▸ **Passage given**:
I find this fascinating. I worked many years in an environment that required .0002" tolerances. This is hard to do at home because those kind of tolerances usually require a temperature controlled environment and the tolerance is only guaranteed at that specific temperature. Now that being said, I occasional try to cut some things at a .0002" tolerance at home and the size WILL change with temperature changes, but in the home environment I don't see it as a big problem. BUT in all those years I never thought of trying to make the light finish cuts the way you describe and In my mind it is a great idea! I finish a part to that close a size with a second cut file, hand held and the part spinning in the chuck. This seems to work good if you are good with a file. And yes there is a safety issue using a file on a running lathe. YOU HAVE TO BE CAREFUL AND DON'T STAND IN FRONT OF THE FILE!

But I love your idea and am going to try that on my next close tolerance need. This seems it would be useful on a close tolerance bore. ( can't get my file in there)

Mark Frazier

Well since I've posted i've made about a dozen more cuts and have an excel spreadsheet open trying to calculate the error.

Its going to take alot more experimenting before I feel I have a solid grip on whats going on. Sometimes the cut is way off, like 1 to 2 thou! And I'm not sure why. My compound slide gib looks pretty bad. I think this sort of operation also calls for measuring how much the slide angle varies throughout the slides travel. In other words, just because 100 thou handwheel moves the tool 1 thou into the part at the beginning of slide travel does not mean it does so everywhere else in the slide travel.

▸ **Supplied material**:
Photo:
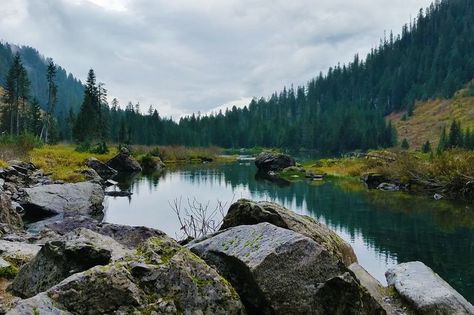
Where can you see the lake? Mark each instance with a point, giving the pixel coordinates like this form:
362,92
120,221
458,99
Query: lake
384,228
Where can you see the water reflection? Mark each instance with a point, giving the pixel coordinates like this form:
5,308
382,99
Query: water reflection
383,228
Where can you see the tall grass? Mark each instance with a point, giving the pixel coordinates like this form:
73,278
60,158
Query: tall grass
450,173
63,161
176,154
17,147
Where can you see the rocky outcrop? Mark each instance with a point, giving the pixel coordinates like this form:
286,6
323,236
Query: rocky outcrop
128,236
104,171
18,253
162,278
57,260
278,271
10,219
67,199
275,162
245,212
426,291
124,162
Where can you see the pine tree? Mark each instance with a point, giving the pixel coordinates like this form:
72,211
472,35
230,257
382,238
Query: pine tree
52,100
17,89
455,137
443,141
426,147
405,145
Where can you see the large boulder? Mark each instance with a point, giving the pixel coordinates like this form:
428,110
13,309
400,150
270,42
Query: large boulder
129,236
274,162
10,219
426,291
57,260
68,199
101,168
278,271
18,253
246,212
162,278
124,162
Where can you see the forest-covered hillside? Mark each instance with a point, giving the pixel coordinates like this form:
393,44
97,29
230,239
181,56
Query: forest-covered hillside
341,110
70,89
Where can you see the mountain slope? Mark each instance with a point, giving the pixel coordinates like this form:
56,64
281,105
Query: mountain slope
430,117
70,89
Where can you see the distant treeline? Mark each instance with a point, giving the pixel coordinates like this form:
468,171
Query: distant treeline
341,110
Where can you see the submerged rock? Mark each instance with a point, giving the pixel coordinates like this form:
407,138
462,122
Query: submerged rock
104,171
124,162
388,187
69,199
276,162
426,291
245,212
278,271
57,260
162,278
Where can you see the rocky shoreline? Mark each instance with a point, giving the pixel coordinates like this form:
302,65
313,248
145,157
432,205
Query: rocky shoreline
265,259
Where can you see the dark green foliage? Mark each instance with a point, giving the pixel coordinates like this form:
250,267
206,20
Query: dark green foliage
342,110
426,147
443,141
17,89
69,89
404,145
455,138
==
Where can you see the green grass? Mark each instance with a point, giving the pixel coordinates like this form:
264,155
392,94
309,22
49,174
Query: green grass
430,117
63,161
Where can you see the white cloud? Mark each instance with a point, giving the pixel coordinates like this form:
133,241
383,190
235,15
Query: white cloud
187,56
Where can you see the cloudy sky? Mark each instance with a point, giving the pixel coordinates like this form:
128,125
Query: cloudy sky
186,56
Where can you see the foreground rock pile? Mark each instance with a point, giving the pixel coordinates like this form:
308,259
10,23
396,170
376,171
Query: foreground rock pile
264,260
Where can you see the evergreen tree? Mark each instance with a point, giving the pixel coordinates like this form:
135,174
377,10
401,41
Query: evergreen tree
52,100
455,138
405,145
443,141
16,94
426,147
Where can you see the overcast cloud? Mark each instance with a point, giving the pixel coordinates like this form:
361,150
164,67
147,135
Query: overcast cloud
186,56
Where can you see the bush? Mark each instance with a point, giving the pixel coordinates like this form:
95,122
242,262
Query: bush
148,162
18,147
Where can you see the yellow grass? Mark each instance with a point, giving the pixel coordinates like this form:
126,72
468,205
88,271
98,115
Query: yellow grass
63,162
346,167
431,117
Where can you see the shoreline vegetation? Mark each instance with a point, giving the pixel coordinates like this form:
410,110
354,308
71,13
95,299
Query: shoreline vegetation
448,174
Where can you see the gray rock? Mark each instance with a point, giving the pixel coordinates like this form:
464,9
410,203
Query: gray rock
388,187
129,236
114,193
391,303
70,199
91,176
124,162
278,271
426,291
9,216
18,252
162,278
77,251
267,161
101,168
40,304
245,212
* * *
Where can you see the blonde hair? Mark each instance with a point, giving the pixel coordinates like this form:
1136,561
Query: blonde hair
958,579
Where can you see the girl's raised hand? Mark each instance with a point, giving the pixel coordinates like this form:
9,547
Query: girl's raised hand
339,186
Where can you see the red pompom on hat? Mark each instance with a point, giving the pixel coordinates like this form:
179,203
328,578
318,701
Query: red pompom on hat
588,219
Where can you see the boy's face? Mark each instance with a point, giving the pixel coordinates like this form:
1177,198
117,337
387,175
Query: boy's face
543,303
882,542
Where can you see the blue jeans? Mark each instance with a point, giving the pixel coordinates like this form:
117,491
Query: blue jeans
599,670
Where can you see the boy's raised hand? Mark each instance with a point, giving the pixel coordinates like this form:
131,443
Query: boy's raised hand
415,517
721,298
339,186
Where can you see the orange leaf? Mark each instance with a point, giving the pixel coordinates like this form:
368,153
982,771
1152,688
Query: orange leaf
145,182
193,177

▸ **Objective**:
Return verbatim the portion of the lathe tolerance thread from "Mark Frazier" up to and including "the slide travel.".

▸ **Solution for this task**:
Mark Frazier

Well since I've posted i've made about a dozen more cuts and have an excel spreadsheet open trying to calculate the error.

Its going to take alot more experimenting before I feel I have a solid grip on whats going on. Sometimes the cut is way off, like 1 to 2 thou! And I'm not sure why. My compound slide gib looks pretty bad. I think this sort of operation also calls for measuring how much the slide angle varies throughout the slides travel. In other words, just because 100 thou handwheel moves the tool 1 thou into the part at the beginning of slide travel does not mean it does so everywhere else in the slide travel.